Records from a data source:
************

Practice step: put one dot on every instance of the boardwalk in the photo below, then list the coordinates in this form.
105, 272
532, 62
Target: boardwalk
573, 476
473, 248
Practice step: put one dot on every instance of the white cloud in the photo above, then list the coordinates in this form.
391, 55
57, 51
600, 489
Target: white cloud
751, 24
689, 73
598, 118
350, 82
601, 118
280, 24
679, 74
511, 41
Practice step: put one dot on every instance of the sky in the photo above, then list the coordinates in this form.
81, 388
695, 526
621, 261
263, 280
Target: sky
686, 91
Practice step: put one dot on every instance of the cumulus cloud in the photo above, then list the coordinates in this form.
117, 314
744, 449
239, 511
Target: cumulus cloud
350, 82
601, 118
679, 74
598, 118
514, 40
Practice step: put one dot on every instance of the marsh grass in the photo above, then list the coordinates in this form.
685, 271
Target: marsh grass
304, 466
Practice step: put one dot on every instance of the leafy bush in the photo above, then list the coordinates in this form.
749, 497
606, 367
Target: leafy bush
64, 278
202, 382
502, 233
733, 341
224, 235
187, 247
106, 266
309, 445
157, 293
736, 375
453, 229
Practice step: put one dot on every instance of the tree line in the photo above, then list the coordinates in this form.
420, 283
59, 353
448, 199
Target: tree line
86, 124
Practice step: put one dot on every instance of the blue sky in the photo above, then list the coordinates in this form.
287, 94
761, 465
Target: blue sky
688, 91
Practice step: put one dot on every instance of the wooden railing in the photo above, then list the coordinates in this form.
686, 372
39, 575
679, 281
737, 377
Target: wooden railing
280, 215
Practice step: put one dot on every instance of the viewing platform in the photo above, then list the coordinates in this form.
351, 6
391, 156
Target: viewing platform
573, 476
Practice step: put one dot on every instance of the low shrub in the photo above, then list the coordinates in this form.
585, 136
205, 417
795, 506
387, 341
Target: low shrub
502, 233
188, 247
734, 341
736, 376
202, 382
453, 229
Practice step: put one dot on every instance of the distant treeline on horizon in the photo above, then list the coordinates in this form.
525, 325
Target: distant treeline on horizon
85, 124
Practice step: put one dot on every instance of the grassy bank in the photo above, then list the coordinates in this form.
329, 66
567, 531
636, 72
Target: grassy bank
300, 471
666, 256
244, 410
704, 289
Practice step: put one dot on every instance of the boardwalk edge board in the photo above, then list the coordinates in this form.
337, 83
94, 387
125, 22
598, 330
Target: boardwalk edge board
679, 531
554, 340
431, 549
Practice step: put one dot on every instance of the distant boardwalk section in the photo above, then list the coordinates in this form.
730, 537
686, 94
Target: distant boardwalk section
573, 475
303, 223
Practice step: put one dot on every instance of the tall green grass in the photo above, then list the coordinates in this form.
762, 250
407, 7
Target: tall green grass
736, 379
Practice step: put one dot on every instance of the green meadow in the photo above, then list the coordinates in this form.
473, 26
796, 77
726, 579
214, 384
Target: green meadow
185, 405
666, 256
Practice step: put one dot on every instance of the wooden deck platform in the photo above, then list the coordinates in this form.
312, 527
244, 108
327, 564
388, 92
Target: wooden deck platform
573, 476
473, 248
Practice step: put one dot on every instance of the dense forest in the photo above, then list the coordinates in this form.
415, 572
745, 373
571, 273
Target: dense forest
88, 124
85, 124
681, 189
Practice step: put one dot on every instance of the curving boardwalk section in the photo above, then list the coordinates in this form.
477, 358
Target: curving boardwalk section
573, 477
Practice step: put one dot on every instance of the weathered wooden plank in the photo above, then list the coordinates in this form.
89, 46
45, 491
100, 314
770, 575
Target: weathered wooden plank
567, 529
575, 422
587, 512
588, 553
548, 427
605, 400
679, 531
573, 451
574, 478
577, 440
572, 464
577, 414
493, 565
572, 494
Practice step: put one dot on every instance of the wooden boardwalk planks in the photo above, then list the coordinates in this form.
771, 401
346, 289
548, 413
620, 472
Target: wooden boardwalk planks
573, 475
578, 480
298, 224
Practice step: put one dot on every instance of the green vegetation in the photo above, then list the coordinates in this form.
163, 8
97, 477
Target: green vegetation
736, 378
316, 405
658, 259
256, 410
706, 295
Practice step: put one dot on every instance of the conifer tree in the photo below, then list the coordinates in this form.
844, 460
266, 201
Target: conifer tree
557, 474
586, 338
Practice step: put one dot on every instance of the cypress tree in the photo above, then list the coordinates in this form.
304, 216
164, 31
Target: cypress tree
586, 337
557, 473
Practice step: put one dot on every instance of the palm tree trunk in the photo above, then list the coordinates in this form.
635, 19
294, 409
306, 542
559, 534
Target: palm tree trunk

************

■ **Aim of the task**
Set down the preceding data verbatim. Every line belongs in the copy.

■ **Response to the task**
Practice step: put one dot on every instance of the boardwalk in the photo below, then list the coordinates in this form.
105, 272
532, 62
Target: boardwalk
573, 476
473, 248
Practice step: put one dot on every instance of the white cloud in the photo above, then list the coordinates in this form.
391, 55
57, 51
600, 489
Target: white cloud
751, 24
689, 73
598, 118
350, 82
601, 118
280, 24
679, 74
511, 41
Practice step: put one dot on every instance of the sky in the photo above, then list the coordinates in this form.
81, 388
695, 526
621, 261
263, 280
Target: sky
686, 91
Practice step: put one dot on every instance of the cumulus cloud in the photo above, then list the coordinates in this form.
117, 314
744, 449
239, 511
Target: cumulus cloud
350, 82
601, 118
679, 74
598, 118
514, 40
Practice step: put one dot on every instance of the marsh grass in the photo above, then list the coordinates in this form.
685, 271
Target: marsh grass
304, 466
Practice step: put one dot on every instance of the leafy bush in the photo above, then list the coordinates in this form.
749, 497
606, 367
Target: leafy bush
64, 278
202, 382
502, 233
733, 341
224, 235
187, 247
106, 266
309, 445
157, 293
736, 375
453, 229
Practice step: put one dot on every instance of the tree line in the photo above, then list the coordinates in this form.
420, 283
59, 353
448, 199
Target: tree line
86, 124
Practice step: put one dot on every instance of the blue sky in the photo above, then list the coordinates in this form.
287, 94
761, 465
Target: blue sky
688, 91
Practice step: put one dot on every instance of the wooden railing in the photo above, then list the coordinates in this form.
686, 372
39, 575
679, 281
737, 377
Target: wooden railing
280, 215
Practice step: put one dot on every instance of the viewing platform in the photo above, then list the coordinates in this form.
351, 6
391, 156
Target: viewing platform
573, 476
Practice step: put one dot on every instance of the low shrub in the photo above, then list the coordinates in this form.
585, 136
205, 417
795, 506
387, 341
Target: low shrub
502, 233
188, 247
734, 341
736, 376
202, 382
453, 229
Practice step: put one dot on every instance of the distant treeline on horizon in the photo above, then list the coordinates in this form.
525, 325
Target: distant treeline on horizon
85, 124
Practice step: put one dot on every instance of the grassy bank in the photo above, then list the coordinates in this form.
329, 66
567, 531
636, 72
Target: grassy bank
300, 471
666, 256
244, 410
704, 289
Practice step: put one dot on every instance of the boardwalk edge board in the photo above, then list the coordinates in this form.
337, 83
94, 387
125, 22
598, 330
Target: boardwalk edge board
679, 531
554, 340
431, 549
Practice step: put one dot on every instance of the distant boardwalk section in the photo above, then list the coordinates in this form.
730, 537
686, 94
Target: distant boardwalk section
573, 475
303, 223
Practice step: put one dot on every instance of the tall green grass in the photo above, then list the coordinates in this form.
762, 250
407, 7
Target: tall green grass
736, 379
Practice step: put one dot on every instance of the green meadow in the photo above, then list the coordinates in this form.
473, 26
796, 77
726, 579
214, 384
Target: green meadow
185, 405
666, 256
Practice step: put one dot on every instance of the wooden deck platform in the photo above, then list the coordinates in this form.
312, 527
244, 108
327, 564
388, 92
Target: wooden deck platform
573, 476
473, 248
Practice step: put one dot on every instance of the dense forest in the photo above, then list the coordinates in this form.
415, 572
745, 373
571, 273
Target: dense forest
88, 124
85, 124
681, 189
Practice step: put one dot on every instance of the curving boardwalk section in the photo above, then list the coordinates in this form.
477, 358
Target: curving boardwalk section
573, 477
Practice step: put one dot on every instance of the weathered wooden plank in the photo above, then list the coordinates in this form.
89, 46
45, 491
100, 314
770, 575
Target: weathered wooden plank
567, 529
575, 422
587, 512
588, 553
548, 427
605, 400
679, 531
573, 451
574, 478
577, 440
572, 464
577, 414
493, 565
572, 494
Practice step: put one dot on every instance of the wooden boardwalk planks in the photo above, then list the coordinates in this form.
771, 401
346, 289
548, 413
620, 472
Target: wooden boardwalk planks
573, 475
578, 480
298, 224
Practice step: put one dot on every instance of the green vegetation in the photo above, then list the coordinates in this form.
163, 8
97, 477
Target: green vegetation
736, 378
316, 405
658, 259
256, 410
706, 295
Practice step: put one dot on every instance of the conifer tree in the photo below, then list the coordinates in this form.
844, 460
266, 201
Target: conifer tree
557, 474
586, 338
Practice step: put one dot on every instance of the cypress tree in the photo above, then list the coordinates in this form.
304, 216
164, 31
Target: cypress tree
586, 337
557, 473
Practice step: put one dot on every instance of the palm tree trunk in the photo above, then list the coordinates in this form.
635, 19
294, 409
306, 542
559, 534
Target: palm tree trunk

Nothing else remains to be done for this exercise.